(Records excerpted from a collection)

+ + + +

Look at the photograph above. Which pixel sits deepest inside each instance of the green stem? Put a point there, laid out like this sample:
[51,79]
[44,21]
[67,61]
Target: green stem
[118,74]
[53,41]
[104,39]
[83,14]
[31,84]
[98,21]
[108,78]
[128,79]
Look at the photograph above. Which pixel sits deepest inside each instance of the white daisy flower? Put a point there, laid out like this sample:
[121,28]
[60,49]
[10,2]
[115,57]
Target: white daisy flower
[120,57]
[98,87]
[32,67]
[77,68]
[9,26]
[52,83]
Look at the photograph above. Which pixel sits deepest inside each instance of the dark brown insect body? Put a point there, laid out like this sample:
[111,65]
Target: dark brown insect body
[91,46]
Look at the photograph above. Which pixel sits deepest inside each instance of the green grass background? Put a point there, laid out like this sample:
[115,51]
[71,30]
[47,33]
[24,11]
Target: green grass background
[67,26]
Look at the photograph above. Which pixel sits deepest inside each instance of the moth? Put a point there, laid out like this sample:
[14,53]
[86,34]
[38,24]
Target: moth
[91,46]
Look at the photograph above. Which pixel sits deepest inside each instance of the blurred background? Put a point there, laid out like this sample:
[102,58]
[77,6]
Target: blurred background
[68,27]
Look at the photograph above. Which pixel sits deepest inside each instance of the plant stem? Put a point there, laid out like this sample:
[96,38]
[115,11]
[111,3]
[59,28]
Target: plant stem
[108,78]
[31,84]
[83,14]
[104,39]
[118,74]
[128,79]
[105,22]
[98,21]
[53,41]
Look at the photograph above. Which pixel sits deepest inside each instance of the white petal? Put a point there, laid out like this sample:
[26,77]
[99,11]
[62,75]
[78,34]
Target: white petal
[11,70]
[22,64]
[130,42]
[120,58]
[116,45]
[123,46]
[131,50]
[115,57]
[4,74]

+ + + +

### ACTIVITY
Give back all of the entries above, unchanged in every word.

### RESULT OF THE EXERCISE
Look at the photograph above. Which pixel sits deepest inside each instance of the green stem? Put a point there, laid out like this sample:
[51,79]
[44,21]
[67,61]
Target: green stem
[118,74]
[53,41]
[104,39]
[83,14]
[31,84]
[98,21]
[108,78]
[128,79]
Look at the photograph above. Which pixel sits deepest inside each instance of the white daisy flower? Put a point there, laid out like this sample:
[121,28]
[60,49]
[10,2]
[115,57]
Target: white daisy flower
[120,57]
[98,87]
[32,67]
[77,68]
[9,26]
[52,83]
Look at the photograph above. Which pixel sits deepest inside each instance of the dark brown insect body? Put a point there, laid out like this sample:
[111,65]
Target: dark brown insect body
[91,46]
Look at the photograph above. Which pixel sits deepest inside each instance of the green grass background? Put a point there, laid out like this sample:
[115,51]
[71,30]
[47,33]
[24,11]
Target: green grass background
[67,26]
Look at the photograph above. Which pixel sits deepest inside each instance of the moth? Put a point there, laid out like this sample:
[14,53]
[86,34]
[38,24]
Target: moth
[91,46]
Look at the photograph above. Which pixel sits deepest inside each instance of the blurred background? Put a point there, laid out like this sample:
[102,58]
[77,6]
Target: blurred background
[68,27]
Look at the photograph above. Which pixel sits deepest inside each instance of the plant stem? Put a point there, laid out like this sample:
[96,38]
[115,11]
[111,3]
[59,28]
Target: plant stem
[108,78]
[31,84]
[83,14]
[104,39]
[118,74]
[128,79]
[105,22]
[98,21]
[53,41]
Look at the photograph above. Which pixel sits deepest inside each instance of the white petal? Put a point there, laid out like this sample:
[26,77]
[99,11]
[62,75]
[78,34]
Target: white petal
[11,70]
[22,64]
[130,42]
[120,58]
[116,45]
[123,46]
[131,50]
[115,57]
[4,74]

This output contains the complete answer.